--- begin ---

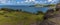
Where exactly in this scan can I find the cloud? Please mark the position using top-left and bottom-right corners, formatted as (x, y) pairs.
(0, 0), (6, 4)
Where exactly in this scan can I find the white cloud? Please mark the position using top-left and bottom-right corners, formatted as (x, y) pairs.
(0, 0), (6, 4)
(48, 0), (53, 2)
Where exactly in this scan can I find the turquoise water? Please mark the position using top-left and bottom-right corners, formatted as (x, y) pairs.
(0, 5), (48, 13)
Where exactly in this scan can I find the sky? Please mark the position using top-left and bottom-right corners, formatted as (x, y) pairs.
(0, 0), (58, 5)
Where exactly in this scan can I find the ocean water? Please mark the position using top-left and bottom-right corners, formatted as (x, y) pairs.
(0, 5), (48, 13)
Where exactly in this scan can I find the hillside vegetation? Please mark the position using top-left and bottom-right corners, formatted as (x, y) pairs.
(0, 8), (44, 25)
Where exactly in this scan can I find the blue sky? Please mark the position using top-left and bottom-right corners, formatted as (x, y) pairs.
(0, 0), (58, 5)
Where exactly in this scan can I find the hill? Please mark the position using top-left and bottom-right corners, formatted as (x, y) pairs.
(0, 8), (44, 25)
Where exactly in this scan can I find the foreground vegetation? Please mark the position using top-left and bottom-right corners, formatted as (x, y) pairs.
(0, 8), (44, 25)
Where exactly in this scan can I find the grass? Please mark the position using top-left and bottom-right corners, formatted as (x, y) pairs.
(0, 10), (43, 25)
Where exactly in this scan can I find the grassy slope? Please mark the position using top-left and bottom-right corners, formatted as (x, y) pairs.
(0, 10), (43, 25)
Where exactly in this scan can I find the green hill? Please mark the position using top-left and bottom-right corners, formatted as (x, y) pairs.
(0, 8), (44, 25)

--- end ---

- **Given task**: Update these lines by changing "scan" to "image" and leave everything else the same. Omit the pictures.

- **Result of the task**:
Where exactly in this image can I find the cloud? Please mark the position using top-left and bottom-right corners, formatted as (x, y) pairs.
(0, 0), (6, 4)
Where exactly in this image can I find the white cloud? Please mark the position using top-left and bottom-right corners, formatted as (x, y) pairs.
(0, 0), (6, 4)
(48, 0), (53, 2)
Where exactly in this image can I find the turquoise water? Please mark the position using top-left and bottom-right corners, formatted as (x, y) pairs.
(0, 5), (48, 13)
Where exactly in this image can I find the sky? Please mark the position using top-left and bottom-right corners, formatted as (x, y) pairs.
(0, 0), (58, 5)
Where exactly in this image can I find the ocean water? Please mark the position using top-left and bottom-right corners, formatted as (x, y) pairs.
(0, 5), (48, 13)
Where exactly in this image can I find the hillside vegetation? Please mark the position using top-left and bottom-right corners, formatted as (x, y) pairs.
(0, 8), (44, 25)
Where exactly in this image can I find the blue sky? Please mark the position using top-left and bottom-right corners, formatted as (x, y) pairs.
(0, 0), (58, 5)
Where exactly in this image can I find the hill? Please mark the position using top-left and bottom-right corners, formatted as (x, y) pairs.
(0, 8), (44, 25)
Where exactly in this image can I find the foreground vegetation? Please mark the position using top-left and bottom-right corners, formatted as (x, y) pairs.
(0, 8), (44, 25)
Where exactly in this image can I find the grass? Please mark the position using top-left and bottom-right corners, formatted as (x, y) pairs.
(0, 10), (43, 25)
Where exactly in this image can I find the grassy slope? Please mark the position using top-left and bottom-right corners, formatted as (x, y) pairs.
(0, 10), (43, 25)
Where exactly in this image can I find the green hill? Please mark the position using top-left and bottom-right corners, formatted as (x, y) pairs.
(0, 8), (44, 25)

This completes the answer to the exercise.